Avant l'aigreur et déjà dans le circuit des primates désillusionnés

Dernier de la trilogie (sortie en 2012-2013) d'Ulrich Seidl, Paradis : Espoir verse le plus clairement dans la comédie (avec les confidences, leurs joies et rapports d'expérience de jeunes filles obèses, ivres de rêves et de désirs en éveil), même s'il la tient à distance comme toute intention trop vive. Après un opus particulièrement sinistre (Foi), ce Paradis est celui du relâchement. Il n'y a plus la gravité d'Amour à cause de son côté borderline, de son contexte sentant le soufre. Espoir partage sa mesquinerie exacerbée, sans les compensations positives – pas de compassion ou de tristesse devant la détresse, pas de prise de conscience venant de la laide protagoniste pour réparer un peu cette horreur.


En somme cette peine est la plus méritée ; elle est banale et médiocre comme sa protagoniste, bouffonne héroïque d'une sous-tragédie sans la moindre beauté. Pourtant on ne saurait accabler cette petite créature, car son cas a beau être désespéré, il n'est pas désespérant – alors à quoi bon la méchanceté ? Sans hargne ni haine, avec tout au plus une commisération fataliste et narquoise, Paradis : Espoir relate ce gâchis garanti pour Mélanie et ses amies du centre d'amaigrissement où elles ont été collées pour l'été. Ce sont des enfants pourris esseulés, déjà des beaufs à bière, sans pression. Il n'ont pas d'autre destin, leurs parents irresponsables ont d'autres intérêts ou non-préoccupations. S'ils doivent dévier, il faudra des luttes intenses ou des miracles, les deux semblant hors-de-portée en vertu de leurs caractères – sans ressorts ni attraits, hormis pour des pervers amateurs de viande molle, à tous degrés.

LISTE DES DONNÉES:

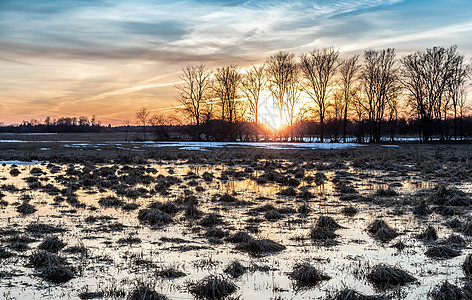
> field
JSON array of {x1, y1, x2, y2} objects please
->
[{"x1": 0, "y1": 134, "x2": 472, "y2": 299}]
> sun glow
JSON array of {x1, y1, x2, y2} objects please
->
[
  {"x1": 258, "y1": 94, "x2": 287, "y2": 132},
  {"x1": 254, "y1": 93, "x2": 309, "y2": 132}
]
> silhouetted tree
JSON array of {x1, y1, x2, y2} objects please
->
[
  {"x1": 339, "y1": 55, "x2": 360, "y2": 142},
  {"x1": 401, "y1": 46, "x2": 463, "y2": 141},
  {"x1": 301, "y1": 48, "x2": 339, "y2": 142},
  {"x1": 136, "y1": 106, "x2": 151, "y2": 141},
  {"x1": 241, "y1": 65, "x2": 266, "y2": 124},
  {"x1": 176, "y1": 64, "x2": 212, "y2": 140},
  {"x1": 213, "y1": 65, "x2": 242, "y2": 123},
  {"x1": 266, "y1": 51, "x2": 298, "y2": 130},
  {"x1": 361, "y1": 48, "x2": 398, "y2": 143}
]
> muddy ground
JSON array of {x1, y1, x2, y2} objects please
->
[{"x1": 0, "y1": 135, "x2": 472, "y2": 299}]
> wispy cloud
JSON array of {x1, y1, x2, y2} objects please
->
[{"x1": 0, "y1": 0, "x2": 472, "y2": 122}]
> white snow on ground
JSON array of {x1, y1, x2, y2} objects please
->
[{"x1": 146, "y1": 142, "x2": 364, "y2": 151}]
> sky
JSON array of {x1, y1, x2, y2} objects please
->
[{"x1": 0, "y1": 0, "x2": 472, "y2": 125}]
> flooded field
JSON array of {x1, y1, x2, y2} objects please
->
[{"x1": 0, "y1": 137, "x2": 472, "y2": 299}]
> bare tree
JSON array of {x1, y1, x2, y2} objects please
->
[
  {"x1": 448, "y1": 55, "x2": 470, "y2": 140},
  {"x1": 301, "y1": 48, "x2": 339, "y2": 142},
  {"x1": 285, "y1": 67, "x2": 303, "y2": 130},
  {"x1": 136, "y1": 106, "x2": 151, "y2": 141},
  {"x1": 266, "y1": 51, "x2": 297, "y2": 124},
  {"x1": 361, "y1": 48, "x2": 398, "y2": 143},
  {"x1": 213, "y1": 65, "x2": 242, "y2": 123},
  {"x1": 176, "y1": 63, "x2": 211, "y2": 140},
  {"x1": 121, "y1": 117, "x2": 131, "y2": 142},
  {"x1": 241, "y1": 65, "x2": 266, "y2": 124},
  {"x1": 339, "y1": 55, "x2": 360, "y2": 142},
  {"x1": 401, "y1": 46, "x2": 464, "y2": 141}
]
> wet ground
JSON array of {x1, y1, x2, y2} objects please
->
[{"x1": 0, "y1": 135, "x2": 472, "y2": 299}]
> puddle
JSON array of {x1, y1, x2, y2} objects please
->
[{"x1": 0, "y1": 158, "x2": 470, "y2": 299}]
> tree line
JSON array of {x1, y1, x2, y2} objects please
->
[
  {"x1": 0, "y1": 115, "x2": 103, "y2": 133},
  {"x1": 169, "y1": 46, "x2": 471, "y2": 142}
]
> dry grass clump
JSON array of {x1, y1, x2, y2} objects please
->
[
  {"x1": 315, "y1": 216, "x2": 342, "y2": 230},
  {"x1": 98, "y1": 196, "x2": 125, "y2": 207},
  {"x1": 278, "y1": 187, "x2": 297, "y2": 196},
  {"x1": 121, "y1": 203, "x2": 139, "y2": 211},
  {"x1": 428, "y1": 281, "x2": 470, "y2": 300},
  {"x1": 429, "y1": 185, "x2": 471, "y2": 206},
  {"x1": 413, "y1": 202, "x2": 433, "y2": 217},
  {"x1": 138, "y1": 208, "x2": 172, "y2": 227},
  {"x1": 461, "y1": 221, "x2": 472, "y2": 236},
  {"x1": 375, "y1": 187, "x2": 398, "y2": 197},
  {"x1": 226, "y1": 231, "x2": 253, "y2": 244},
  {"x1": 264, "y1": 209, "x2": 283, "y2": 221},
  {"x1": 224, "y1": 260, "x2": 248, "y2": 278},
  {"x1": 190, "y1": 275, "x2": 237, "y2": 299},
  {"x1": 367, "y1": 264, "x2": 416, "y2": 289},
  {"x1": 289, "y1": 263, "x2": 331, "y2": 288},
  {"x1": 26, "y1": 222, "x2": 66, "y2": 235},
  {"x1": 342, "y1": 206, "x2": 358, "y2": 217},
  {"x1": 418, "y1": 226, "x2": 438, "y2": 242},
  {"x1": 185, "y1": 205, "x2": 203, "y2": 219},
  {"x1": 156, "y1": 268, "x2": 187, "y2": 279},
  {"x1": 117, "y1": 235, "x2": 142, "y2": 245},
  {"x1": 237, "y1": 239, "x2": 286, "y2": 256},
  {"x1": 16, "y1": 202, "x2": 37, "y2": 215},
  {"x1": 38, "y1": 236, "x2": 66, "y2": 253},
  {"x1": 127, "y1": 286, "x2": 169, "y2": 300},
  {"x1": 297, "y1": 204, "x2": 311, "y2": 215},
  {"x1": 205, "y1": 228, "x2": 228, "y2": 239},
  {"x1": 29, "y1": 251, "x2": 75, "y2": 283},
  {"x1": 367, "y1": 220, "x2": 398, "y2": 242},
  {"x1": 425, "y1": 245, "x2": 461, "y2": 259},
  {"x1": 148, "y1": 202, "x2": 179, "y2": 216},
  {"x1": 336, "y1": 182, "x2": 357, "y2": 194},
  {"x1": 310, "y1": 216, "x2": 342, "y2": 241},
  {"x1": 444, "y1": 234, "x2": 467, "y2": 247},
  {"x1": 29, "y1": 250, "x2": 64, "y2": 268},
  {"x1": 41, "y1": 265, "x2": 75, "y2": 283},
  {"x1": 198, "y1": 213, "x2": 223, "y2": 227},
  {"x1": 0, "y1": 248, "x2": 13, "y2": 259},
  {"x1": 310, "y1": 227, "x2": 338, "y2": 241},
  {"x1": 462, "y1": 254, "x2": 472, "y2": 277},
  {"x1": 326, "y1": 289, "x2": 387, "y2": 300}
]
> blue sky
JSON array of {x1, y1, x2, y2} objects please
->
[{"x1": 0, "y1": 0, "x2": 472, "y2": 125}]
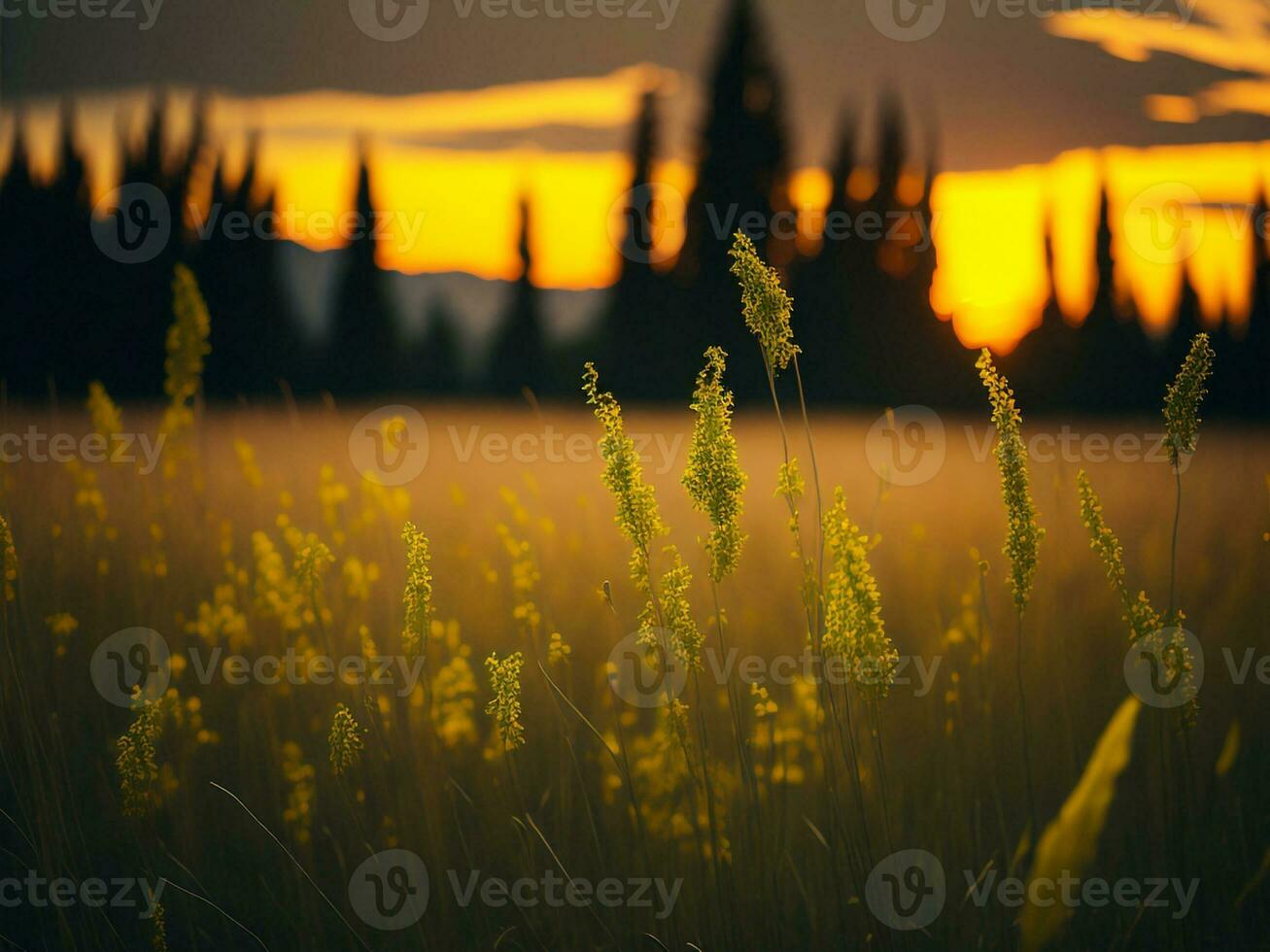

CONSIGNE 1:
Répondez à ces questions sur la critique de Paradis : Espoir.
(a) Quel opus de la trilogie y est qualifié de « particulièrement sinistre » ?
(b) Sur quelles années s'étend la sortie de la trilogie ?
(c) Où Mélanie et ses amies ont-elles été placées pour l'été ?
CONSIGNE 2:
Poursuivez la critique de Paradis : Espoir après sa dernière phrase.

RÉSULTAT OBTENU 1:
(a) Foi.
(b) 2012-2013.
(c) Dans un centre d'amaigrissement.

RÉSULTAT OBTENU 2:
C'est le cas de cet homme mûr sur lequel Mélanie fait une fixette : un médecin, personnage tendancieux, genre vicieux méthodique avec face 'proprette'. La vie ne doit pas sourire à Mélanie et la voilà déjà en train de se créer des souvenirs lamentables, en coulant vers la domestication pathétique qui doit être celle d'une pauvre âme chétive et demandeuse dans son genre. L'ado fantasme sur un vrai pourri, sans rien de romantique. Il n'est même pas spécialement intelligent. Il s'est simplement arrangé pour devenir une sorte d'autorité afin d'assouvir ses besoins et se divertir avec un maximum de confort ; voilà l'aventurier mou déguisé en sage compétent, profitant d'un système et de la crédulité de ses otages. Il peut éprouver des doutes et de la culpabilité, mais ils ne vont ni le blanchir ni rendre sa relation plus charitable ou excitante pour la captive. Voilà une véritable leçon de vie pour Mélanie, qui a les honneurs de se faire chatouiller par le vigile en chef.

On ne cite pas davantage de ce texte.